* START *

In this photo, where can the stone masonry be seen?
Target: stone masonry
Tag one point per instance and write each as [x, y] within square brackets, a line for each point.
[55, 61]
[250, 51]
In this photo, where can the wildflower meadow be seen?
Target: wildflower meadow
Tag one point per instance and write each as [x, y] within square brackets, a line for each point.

* END *
* START *

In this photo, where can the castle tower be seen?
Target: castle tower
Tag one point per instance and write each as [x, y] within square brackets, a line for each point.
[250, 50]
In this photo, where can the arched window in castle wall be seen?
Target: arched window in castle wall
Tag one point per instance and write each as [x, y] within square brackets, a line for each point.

* END *

## Aim
Return every line above that contains the word "window".

## Output of the task
In this photo, where can the arched window in castle wall be seen?
Target: arched window in castle wall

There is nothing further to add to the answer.